COMPITO. Ricopia tale e quale la parte che si apre con la riga contenente "Locate the red flag." e si chiude con la riga contenente "xmin=0 ymin=125 xmax=640 ymax=372", entrambe incluse. Lascia fuori dalla risposta le immagini.

——

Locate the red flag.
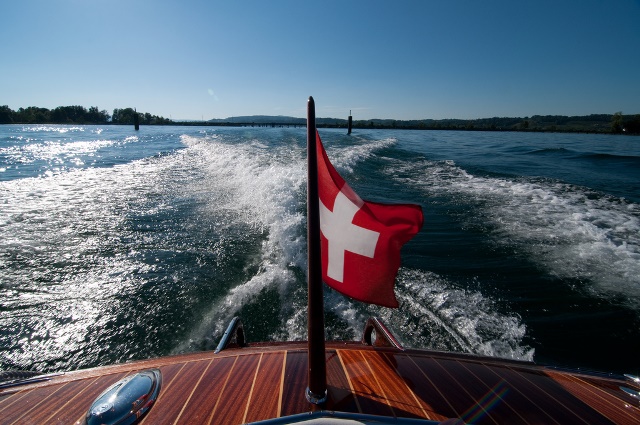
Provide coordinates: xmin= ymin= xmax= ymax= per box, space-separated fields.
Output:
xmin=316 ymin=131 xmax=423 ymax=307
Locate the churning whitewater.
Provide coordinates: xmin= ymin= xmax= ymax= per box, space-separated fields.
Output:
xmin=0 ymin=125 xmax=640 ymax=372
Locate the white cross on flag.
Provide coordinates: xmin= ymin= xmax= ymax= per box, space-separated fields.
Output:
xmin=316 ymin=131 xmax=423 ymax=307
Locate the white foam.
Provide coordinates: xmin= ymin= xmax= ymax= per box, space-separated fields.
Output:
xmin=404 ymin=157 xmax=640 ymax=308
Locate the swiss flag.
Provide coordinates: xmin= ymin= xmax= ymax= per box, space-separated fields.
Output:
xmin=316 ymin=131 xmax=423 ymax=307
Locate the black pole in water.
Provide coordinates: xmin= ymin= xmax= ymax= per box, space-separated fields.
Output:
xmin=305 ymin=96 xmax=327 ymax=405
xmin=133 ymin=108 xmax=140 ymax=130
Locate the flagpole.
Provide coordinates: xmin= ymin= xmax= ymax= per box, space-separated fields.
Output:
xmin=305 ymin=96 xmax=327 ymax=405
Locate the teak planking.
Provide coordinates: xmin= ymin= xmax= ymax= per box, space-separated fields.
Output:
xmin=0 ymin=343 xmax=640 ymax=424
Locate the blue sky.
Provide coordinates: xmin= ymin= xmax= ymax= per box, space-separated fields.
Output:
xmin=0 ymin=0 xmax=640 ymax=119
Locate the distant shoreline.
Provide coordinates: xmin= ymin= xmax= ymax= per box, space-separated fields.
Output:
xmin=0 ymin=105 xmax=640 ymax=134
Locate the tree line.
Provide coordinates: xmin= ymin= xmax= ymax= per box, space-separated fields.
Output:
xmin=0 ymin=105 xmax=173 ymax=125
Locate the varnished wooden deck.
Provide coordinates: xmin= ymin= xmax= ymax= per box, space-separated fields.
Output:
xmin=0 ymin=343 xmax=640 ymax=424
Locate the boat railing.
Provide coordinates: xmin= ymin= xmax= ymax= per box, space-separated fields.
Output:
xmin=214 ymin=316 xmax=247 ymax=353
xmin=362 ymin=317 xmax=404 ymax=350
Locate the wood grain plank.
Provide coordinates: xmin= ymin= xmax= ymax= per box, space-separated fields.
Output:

——

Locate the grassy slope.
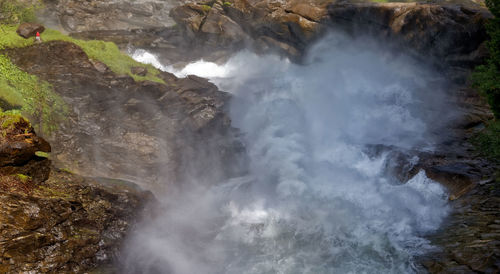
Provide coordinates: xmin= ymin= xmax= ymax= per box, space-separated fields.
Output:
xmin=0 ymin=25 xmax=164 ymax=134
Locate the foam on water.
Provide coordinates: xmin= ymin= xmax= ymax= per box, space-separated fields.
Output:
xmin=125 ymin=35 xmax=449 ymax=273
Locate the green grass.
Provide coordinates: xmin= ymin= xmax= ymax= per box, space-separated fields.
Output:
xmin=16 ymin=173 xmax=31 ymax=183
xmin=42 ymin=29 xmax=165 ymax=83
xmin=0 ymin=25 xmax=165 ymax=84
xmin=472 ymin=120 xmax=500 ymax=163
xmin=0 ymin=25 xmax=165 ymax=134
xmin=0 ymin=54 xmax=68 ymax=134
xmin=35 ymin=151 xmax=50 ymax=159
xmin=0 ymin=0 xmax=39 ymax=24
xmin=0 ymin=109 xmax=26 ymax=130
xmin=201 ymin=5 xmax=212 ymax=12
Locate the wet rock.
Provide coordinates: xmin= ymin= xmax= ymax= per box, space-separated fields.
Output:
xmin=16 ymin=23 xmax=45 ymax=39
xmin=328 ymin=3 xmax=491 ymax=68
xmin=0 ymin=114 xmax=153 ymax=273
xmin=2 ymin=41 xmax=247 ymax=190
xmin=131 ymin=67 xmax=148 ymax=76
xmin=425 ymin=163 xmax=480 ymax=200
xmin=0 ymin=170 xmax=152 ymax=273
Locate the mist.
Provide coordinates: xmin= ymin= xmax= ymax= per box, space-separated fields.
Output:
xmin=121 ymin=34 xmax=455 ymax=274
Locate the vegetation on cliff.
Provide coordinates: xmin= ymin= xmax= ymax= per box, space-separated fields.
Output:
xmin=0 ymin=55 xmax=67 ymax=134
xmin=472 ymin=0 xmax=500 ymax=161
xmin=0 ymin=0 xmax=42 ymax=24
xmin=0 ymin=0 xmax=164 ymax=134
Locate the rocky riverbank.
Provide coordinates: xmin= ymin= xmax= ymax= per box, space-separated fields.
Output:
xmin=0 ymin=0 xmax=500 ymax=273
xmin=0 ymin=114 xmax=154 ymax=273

——

ESERCIZIO SVOLTO.
Locate the red flag.
Provide coordinates: xmin= ymin= xmax= ymax= per box, space-separated fields.
Output:
xmin=316 ymin=131 xmax=423 ymax=307
Locate the churning whitewater.
Provide coordinates: xmin= ymin= xmax= ymax= per box, space-separated fields.
Output:
xmin=0 ymin=125 xmax=640 ymax=372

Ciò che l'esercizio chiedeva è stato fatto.